| EXCERPTED PASSAGE |
════════════════

Painting

Jakub Gliński

Personality Breakdown

Jakub GlińskiPersonality Breakdown, 2021acrylic paint and airbrush on canvas, 210 × 150 cmCollection II of the Arsenal Gallery in Białystok. Work purchased by the Arsenal Gallery in 2022

An art critic has once described Jakub Gliński as “a tolerable portraitist of the Polish reality; only it is the reality represented by scrawled-over walls behind school sports grounds”. The images, signs and texts more or less carefully scrawled on the walls of apartment blocks, rubbish-bin sheds or fences – this is indeed the iconosphere from which Gliński derives his imaginarium. An aware recipient will decode there the slogans and symbols of anarchists, anti-fascists or the LGBT movement and will identify motifs and figures belonging to pop culture, often in deformed shapes. In his canvases, Gliński constructs an image of a world subjected to destruction; an internally conflicted, post-human world. The roots of his explorations lie in the oeuvre of the American street artist Jean-Michel Basquiat.

════════════════

| WHAT THIS EXERCISE ASKS |
1 > Return the part of the Personality Breakdown text from "An art critic" up to and including "artist Jean-Michel Basquiat.", word for word.
2 > List every group or movement whose slogans and symbols, according to the Personality Breakdown text, an aware recipient will decode in Gliński's imagery.

Spatial localization data

════════════════

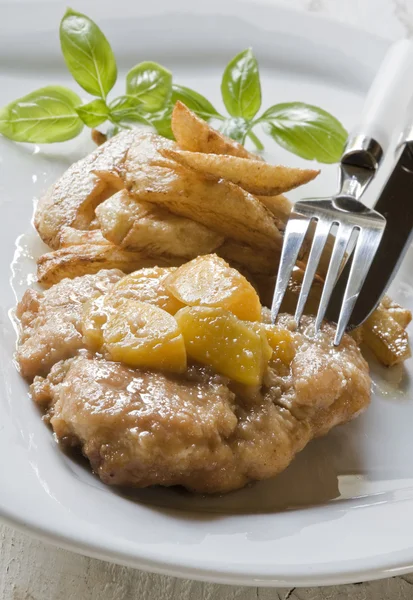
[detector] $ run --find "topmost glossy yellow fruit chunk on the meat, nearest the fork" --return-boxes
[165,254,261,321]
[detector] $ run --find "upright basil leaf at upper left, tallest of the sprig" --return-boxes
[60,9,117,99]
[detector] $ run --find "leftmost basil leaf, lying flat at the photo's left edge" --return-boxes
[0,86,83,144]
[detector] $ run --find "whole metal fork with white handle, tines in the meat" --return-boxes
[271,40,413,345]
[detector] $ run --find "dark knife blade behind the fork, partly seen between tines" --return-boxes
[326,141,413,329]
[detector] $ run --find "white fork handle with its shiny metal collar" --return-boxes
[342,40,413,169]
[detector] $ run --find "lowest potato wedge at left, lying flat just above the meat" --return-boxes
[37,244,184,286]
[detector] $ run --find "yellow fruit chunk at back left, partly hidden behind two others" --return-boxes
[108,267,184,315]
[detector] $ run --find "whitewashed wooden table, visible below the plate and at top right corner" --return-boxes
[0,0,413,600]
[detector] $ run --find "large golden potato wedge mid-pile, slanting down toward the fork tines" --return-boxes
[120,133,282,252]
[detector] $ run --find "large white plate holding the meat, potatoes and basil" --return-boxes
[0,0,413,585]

════════════════

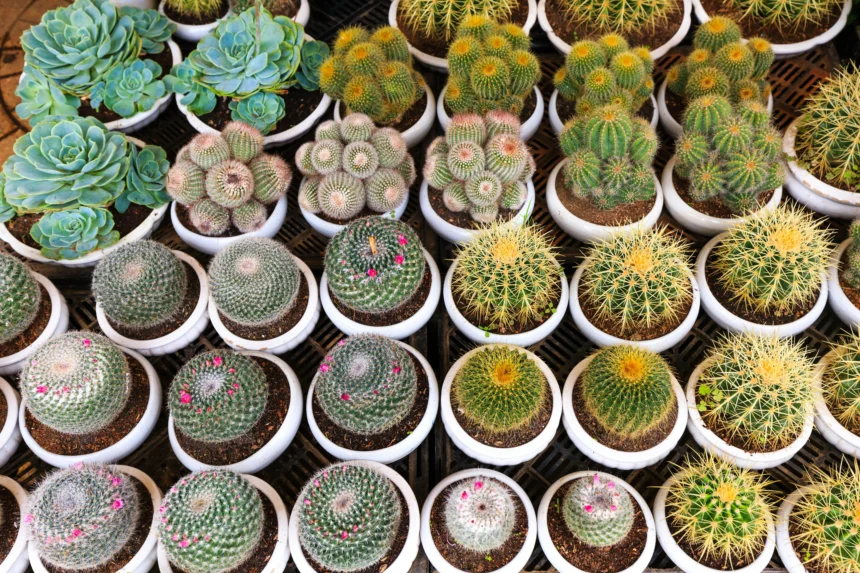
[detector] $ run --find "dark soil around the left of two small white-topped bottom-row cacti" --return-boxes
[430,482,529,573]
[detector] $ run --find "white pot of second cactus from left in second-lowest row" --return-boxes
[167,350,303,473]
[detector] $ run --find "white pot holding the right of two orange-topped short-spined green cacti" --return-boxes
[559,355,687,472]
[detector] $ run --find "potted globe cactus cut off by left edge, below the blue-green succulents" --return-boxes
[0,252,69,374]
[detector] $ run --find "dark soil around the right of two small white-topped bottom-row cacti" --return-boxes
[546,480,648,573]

════════════════

| OUTPUTS IN ORDER |
1 >
An art critic has once described Jakub Gliński as “a tolerable portraitist of the Polish reality; only it is the reality represented by scrawled-over walls behind school sports grounds”. The images, signs and texts more or less carefully scrawled on the walls of apartment blocks, rubbish-bin sheds or fences – this is indeed the iconosphere from which Gliński derives his imaginarium. An aware recipient will decode there the slogans and symbols of anarchists, anti-fascists or the LGBT movement and will identify motifs and figures belonging to pop culture, often in deformed shapes. In his canvases, Gliński constructs an image of a world subjected to destruction; an internally conflicted, post-human world. The roots of his explorations lie in the oeuvre of the American street artist Jean-Michel Basquiat.

2 >
- anarchists
- anti-fascists
- the LGBT movement